CONSIGNE ÉCRITE A: D'après le texte fourni, en quelle année l'aéronef à l'étude a-t-il été construit ?

TEXTE FOURNI:
Les dossiers indiquent également que le pilote totalisait environ 2800 heures de vol, dont 1259 à bord de l’aéronef à l’étude ou d’autres aéronefs Mooney M20.
Renseignements sur l’aéronef
L’aéronef d’aviation générale monomoteur à aile basse Mooney M20C comprend 4 sièges ainsi qu’un train d’atterrissage tricycle escamotable. L’aéronef à l’étude a été construit en 1964.
L’enquête n’a relevé aucun problème lié à l’équipement, à la maintenance ou à la certification de l’aéronef ayant pu nuire au fonctionnement normal de ce dernier durant le vol à l’étude.
L’aéronef à l’étude était équipé d’un appareil GPS Garmin GNS430. Outre les données de navigation, cet appareil peut fournir aux pilotes des avis visuels concernant le relief, mais il n’est pas certifié pour servir de système d’avertissement et d’alarme d’impact, conformément à la norme technique canadienne CAN-TSO-C151dNote de bas de page 3. L’enquête n’a pas permis de déterminer si cette fonction était utilisée au moment de l’événement.

CONSIGNE ÉCRITE B: Recopiez la liste depuis son début jusqu'à la ligne contenant « [794,282,883,431] » incluse, en remplaçant « red shirt » par « blue shirt » et sans rien modifier d'autre.

[Relevés de cadres étiquetés]
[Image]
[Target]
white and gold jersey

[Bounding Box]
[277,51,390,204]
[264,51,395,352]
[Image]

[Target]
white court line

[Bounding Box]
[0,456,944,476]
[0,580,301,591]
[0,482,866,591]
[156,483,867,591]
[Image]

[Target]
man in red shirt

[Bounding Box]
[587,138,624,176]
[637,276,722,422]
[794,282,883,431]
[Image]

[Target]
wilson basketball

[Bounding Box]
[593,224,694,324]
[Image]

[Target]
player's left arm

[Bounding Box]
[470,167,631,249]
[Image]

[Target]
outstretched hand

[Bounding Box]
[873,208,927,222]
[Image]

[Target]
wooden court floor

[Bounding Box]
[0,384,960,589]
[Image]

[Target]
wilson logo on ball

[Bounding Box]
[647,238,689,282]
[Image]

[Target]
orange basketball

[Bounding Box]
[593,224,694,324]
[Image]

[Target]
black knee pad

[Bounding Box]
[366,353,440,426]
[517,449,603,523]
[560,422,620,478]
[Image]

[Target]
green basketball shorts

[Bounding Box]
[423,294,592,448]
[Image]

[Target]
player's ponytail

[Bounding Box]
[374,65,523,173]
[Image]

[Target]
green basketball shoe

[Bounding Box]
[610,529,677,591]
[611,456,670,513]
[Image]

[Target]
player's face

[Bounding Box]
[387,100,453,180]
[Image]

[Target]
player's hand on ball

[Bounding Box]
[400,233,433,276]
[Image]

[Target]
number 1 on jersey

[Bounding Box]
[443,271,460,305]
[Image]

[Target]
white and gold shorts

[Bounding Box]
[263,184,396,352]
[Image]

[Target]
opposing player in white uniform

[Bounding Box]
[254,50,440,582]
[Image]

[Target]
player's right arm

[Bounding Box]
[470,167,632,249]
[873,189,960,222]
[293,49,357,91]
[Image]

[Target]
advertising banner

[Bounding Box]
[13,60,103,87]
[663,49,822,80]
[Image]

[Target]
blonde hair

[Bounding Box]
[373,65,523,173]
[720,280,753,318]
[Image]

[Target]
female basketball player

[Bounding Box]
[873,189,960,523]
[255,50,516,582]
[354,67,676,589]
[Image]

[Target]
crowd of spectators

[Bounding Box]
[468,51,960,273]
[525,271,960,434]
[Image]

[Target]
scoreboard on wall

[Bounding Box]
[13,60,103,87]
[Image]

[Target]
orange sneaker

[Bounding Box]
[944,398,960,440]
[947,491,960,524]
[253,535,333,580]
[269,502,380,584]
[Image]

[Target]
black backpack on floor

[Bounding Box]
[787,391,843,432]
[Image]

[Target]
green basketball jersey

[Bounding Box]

RÉPONSE ATTENDUE A: En 1964.

RÉPONSE ATTENDUE B:
[Image]
[Target]
white and gold jersey

[Bounding Box]
[277,51,390,204]
[264,51,395,352]
[Image]

[Target]
white court line

[Bounding Box]
[0,456,944,476]
[0,580,301,591]
[0,482,866,591]
[156,483,867,591]
[Image]

[Target]
man in blue shirt

[Bounding Box]
[587,138,624,176]
[637,276,722,422]
[794,282,883,431]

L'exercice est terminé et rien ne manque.